%%

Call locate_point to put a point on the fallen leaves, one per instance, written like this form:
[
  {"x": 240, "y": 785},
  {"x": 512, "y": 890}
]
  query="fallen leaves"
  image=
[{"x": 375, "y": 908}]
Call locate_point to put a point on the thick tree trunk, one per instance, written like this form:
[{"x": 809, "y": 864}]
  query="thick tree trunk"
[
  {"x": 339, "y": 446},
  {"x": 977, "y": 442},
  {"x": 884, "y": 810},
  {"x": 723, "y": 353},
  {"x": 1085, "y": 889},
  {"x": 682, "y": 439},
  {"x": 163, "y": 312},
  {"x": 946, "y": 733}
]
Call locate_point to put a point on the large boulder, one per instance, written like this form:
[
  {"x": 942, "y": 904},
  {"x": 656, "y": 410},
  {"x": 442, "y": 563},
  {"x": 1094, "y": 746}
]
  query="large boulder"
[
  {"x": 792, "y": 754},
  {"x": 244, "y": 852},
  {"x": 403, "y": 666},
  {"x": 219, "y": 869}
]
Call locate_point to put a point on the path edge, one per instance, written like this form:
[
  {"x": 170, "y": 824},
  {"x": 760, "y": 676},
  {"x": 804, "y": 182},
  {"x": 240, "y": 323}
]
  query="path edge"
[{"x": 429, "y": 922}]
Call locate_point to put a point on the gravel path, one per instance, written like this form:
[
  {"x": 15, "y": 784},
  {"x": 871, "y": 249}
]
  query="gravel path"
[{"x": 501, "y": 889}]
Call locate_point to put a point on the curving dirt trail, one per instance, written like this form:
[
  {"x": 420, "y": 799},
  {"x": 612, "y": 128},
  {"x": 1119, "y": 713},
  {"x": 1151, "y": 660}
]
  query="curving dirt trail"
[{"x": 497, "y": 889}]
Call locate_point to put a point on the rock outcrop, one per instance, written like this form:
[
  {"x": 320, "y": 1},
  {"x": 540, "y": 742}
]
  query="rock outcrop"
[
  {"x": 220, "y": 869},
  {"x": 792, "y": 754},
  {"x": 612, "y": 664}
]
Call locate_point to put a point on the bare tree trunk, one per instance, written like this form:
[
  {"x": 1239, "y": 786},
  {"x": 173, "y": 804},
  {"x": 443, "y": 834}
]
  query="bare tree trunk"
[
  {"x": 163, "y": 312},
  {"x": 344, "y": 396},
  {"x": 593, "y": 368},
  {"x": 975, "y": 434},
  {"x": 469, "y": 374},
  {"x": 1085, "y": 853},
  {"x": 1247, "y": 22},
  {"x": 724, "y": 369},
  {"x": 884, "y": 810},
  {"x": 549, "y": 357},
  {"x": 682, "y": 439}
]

%%

→ Task
Here the goal is to repeat each entry exactly.

→ Task response
Call locate_point to put a point on the fallen leaves, one per instance, written like this form:
[
  {"x": 240, "y": 785},
  {"x": 512, "y": 890}
]
  query="fallen leaves"
  image=
[{"x": 375, "y": 908}]
Call locate_point to put a point on the thick tree trunk, one per instance, written like this form:
[{"x": 809, "y": 864}]
  query="thick tree trunk"
[
  {"x": 339, "y": 446},
  {"x": 977, "y": 442},
  {"x": 884, "y": 810},
  {"x": 723, "y": 353},
  {"x": 1085, "y": 889},
  {"x": 682, "y": 439},
  {"x": 163, "y": 312},
  {"x": 946, "y": 733}
]
Call locate_point to put a point on the large boulder, one per instance, written like this form:
[
  {"x": 942, "y": 904},
  {"x": 656, "y": 410},
  {"x": 442, "y": 563},
  {"x": 1094, "y": 746}
]
  query="large boulder"
[
  {"x": 792, "y": 754},
  {"x": 244, "y": 852},
  {"x": 403, "y": 666},
  {"x": 219, "y": 869}
]
Call locate_point to put a point on the path edge, one per instance, written like this form:
[
  {"x": 170, "y": 824},
  {"x": 760, "y": 676},
  {"x": 804, "y": 182},
  {"x": 240, "y": 323}
]
  query="path edge"
[{"x": 429, "y": 922}]
Call locate_point to put a point on the gravel path, one per instance, written like this form:
[
  {"x": 15, "y": 784},
  {"x": 871, "y": 249}
]
  query="gravel path"
[{"x": 501, "y": 889}]
Call locate_point to put a point on the curving dirt trail, one per instance, written like this form:
[
  {"x": 420, "y": 799},
  {"x": 612, "y": 128},
  {"x": 1119, "y": 713},
  {"x": 1151, "y": 660}
]
  query="curving dirt trail"
[{"x": 497, "y": 889}]
Call locate_point to put a point on the rock outcrop, one per instance, written like this form:
[
  {"x": 320, "y": 1},
  {"x": 540, "y": 742}
]
  query="rock outcrop"
[
  {"x": 220, "y": 869},
  {"x": 792, "y": 754},
  {"x": 612, "y": 664}
]
Call locate_point to put a point on the bare tree trunk, one per instance, written like this form:
[
  {"x": 1239, "y": 786},
  {"x": 173, "y": 804},
  {"x": 443, "y": 834}
]
  query="bare tree trunk"
[
  {"x": 163, "y": 312},
  {"x": 344, "y": 396},
  {"x": 593, "y": 368},
  {"x": 975, "y": 434},
  {"x": 469, "y": 374},
  {"x": 1085, "y": 853},
  {"x": 1247, "y": 22},
  {"x": 724, "y": 369},
  {"x": 884, "y": 810},
  {"x": 549, "y": 357},
  {"x": 682, "y": 439}
]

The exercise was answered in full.